**Problem description:** Give the entries again exactly, every one of them.

**Supplied records:**
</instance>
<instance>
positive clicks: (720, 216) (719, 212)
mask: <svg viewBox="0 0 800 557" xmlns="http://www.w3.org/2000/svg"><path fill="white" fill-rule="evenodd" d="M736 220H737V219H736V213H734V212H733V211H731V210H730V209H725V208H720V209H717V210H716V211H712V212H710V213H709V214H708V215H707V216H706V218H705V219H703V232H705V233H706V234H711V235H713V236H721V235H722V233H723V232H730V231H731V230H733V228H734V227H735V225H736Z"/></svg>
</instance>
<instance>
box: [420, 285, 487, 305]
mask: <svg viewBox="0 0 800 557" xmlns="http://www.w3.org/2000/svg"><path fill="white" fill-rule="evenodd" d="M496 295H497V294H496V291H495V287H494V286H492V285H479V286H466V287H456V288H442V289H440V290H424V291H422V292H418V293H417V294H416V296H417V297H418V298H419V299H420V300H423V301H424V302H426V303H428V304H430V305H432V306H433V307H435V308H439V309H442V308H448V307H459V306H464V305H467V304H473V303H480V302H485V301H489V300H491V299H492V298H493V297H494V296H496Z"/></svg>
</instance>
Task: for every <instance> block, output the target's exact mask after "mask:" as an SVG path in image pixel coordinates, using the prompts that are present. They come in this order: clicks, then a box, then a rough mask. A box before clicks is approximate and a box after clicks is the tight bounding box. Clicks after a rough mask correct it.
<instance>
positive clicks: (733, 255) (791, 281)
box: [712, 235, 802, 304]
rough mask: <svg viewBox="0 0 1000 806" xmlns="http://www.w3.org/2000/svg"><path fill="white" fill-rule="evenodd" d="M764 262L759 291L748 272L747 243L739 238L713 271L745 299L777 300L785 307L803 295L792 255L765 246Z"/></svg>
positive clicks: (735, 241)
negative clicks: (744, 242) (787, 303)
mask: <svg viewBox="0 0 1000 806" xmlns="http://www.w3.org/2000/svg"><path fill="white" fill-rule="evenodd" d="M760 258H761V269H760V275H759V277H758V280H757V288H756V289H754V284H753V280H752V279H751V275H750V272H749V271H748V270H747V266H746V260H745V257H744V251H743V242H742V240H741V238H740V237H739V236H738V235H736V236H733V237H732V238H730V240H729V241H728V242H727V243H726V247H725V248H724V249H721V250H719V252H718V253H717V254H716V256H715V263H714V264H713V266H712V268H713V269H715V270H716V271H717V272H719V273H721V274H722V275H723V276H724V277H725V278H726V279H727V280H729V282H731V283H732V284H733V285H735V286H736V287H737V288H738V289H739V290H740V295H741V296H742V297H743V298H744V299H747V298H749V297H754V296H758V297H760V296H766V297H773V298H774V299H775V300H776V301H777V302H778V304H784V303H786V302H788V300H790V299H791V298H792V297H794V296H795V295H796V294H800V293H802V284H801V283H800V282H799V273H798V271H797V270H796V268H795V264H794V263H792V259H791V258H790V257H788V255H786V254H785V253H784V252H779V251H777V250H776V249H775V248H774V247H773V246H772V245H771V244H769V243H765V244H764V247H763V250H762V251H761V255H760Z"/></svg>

**Exercise result:**
</instance>
<instance>
positive clicks: (720, 216) (719, 212)
mask: <svg viewBox="0 0 800 557" xmlns="http://www.w3.org/2000/svg"><path fill="white" fill-rule="evenodd" d="M736 220H737V219H736V213H734V212H733V211H731V210H730V209H725V208H720V209H717V210H716V211H712V212H710V213H709V214H708V215H707V216H706V218H705V219H703V232H705V233H706V234H711V235H713V236H721V235H722V233H723V232H730V231H731V230H733V228H734V227H735V225H736Z"/></svg>
</instance>
<instance>
box: [420, 285, 487, 305]
mask: <svg viewBox="0 0 800 557" xmlns="http://www.w3.org/2000/svg"><path fill="white" fill-rule="evenodd" d="M496 295H497V294H496V291H495V287H494V286H492V285H479V286H466V287H456V288H442V289H440V290H424V291H422V292H418V293H417V294H416V296H417V297H418V298H419V299H420V300H423V301H424V302H426V303H428V304H430V305H432V306H433V307H435V308H439V309H442V308H448V307H459V306H464V305H467V304H473V303H480V302H485V301H489V300H491V299H492V298H493V297H494V296H496Z"/></svg>
</instance>
Task: for every <instance> block, output the target's exact mask after "mask:" as an SVG path in image pixel coordinates, using the prompts that are present. They come in this order: clicks, then a box, then a rough mask. A box before clicks is approximate and a box after clicks is the tight bounding box. Clicks after a rough mask correct it.
<instance>
positive clicks: (733, 255) (791, 281)
box: [712, 235, 802, 304]
rough mask: <svg viewBox="0 0 1000 806" xmlns="http://www.w3.org/2000/svg"><path fill="white" fill-rule="evenodd" d="M764 262L759 291L748 272L747 243L739 238L713 271L745 299L777 300L785 307L803 295L792 255L765 246Z"/></svg>
positive clicks: (735, 241)
negative clicks: (744, 242) (787, 303)
mask: <svg viewBox="0 0 1000 806" xmlns="http://www.w3.org/2000/svg"><path fill="white" fill-rule="evenodd" d="M760 258H761V269H760V275H759V277H758V280H757V288H756V289H754V284H753V280H752V279H751V275H750V272H749V271H748V270H747V266H746V260H745V257H744V251H743V242H742V240H741V238H740V237H739V236H738V235H736V236H733V237H732V238H730V240H729V241H728V242H727V243H726V247H725V248H724V249H721V250H719V252H718V253H717V254H716V256H715V263H714V264H713V266H712V268H713V269H715V270H716V271H717V272H719V273H721V274H722V275H723V276H724V277H725V278H726V279H727V280H729V282H731V283H732V284H733V285H735V286H736V287H737V288H738V289H739V290H740V295H741V296H742V297H743V298H744V299H747V298H749V297H754V296H758V297H760V296H766V297H773V298H774V299H775V300H776V301H777V302H778V304H784V303H786V302H788V300H790V299H791V298H792V297H794V296H795V295H796V294H800V293H802V284H801V283H800V282H799V273H798V271H797V270H796V268H795V264H794V263H792V259H791V258H790V257H788V255H786V254H785V253H784V252H779V251H777V250H776V249H775V248H774V247H773V246H772V245H771V244H769V243H765V244H764V247H763V250H762V251H761V255H760Z"/></svg>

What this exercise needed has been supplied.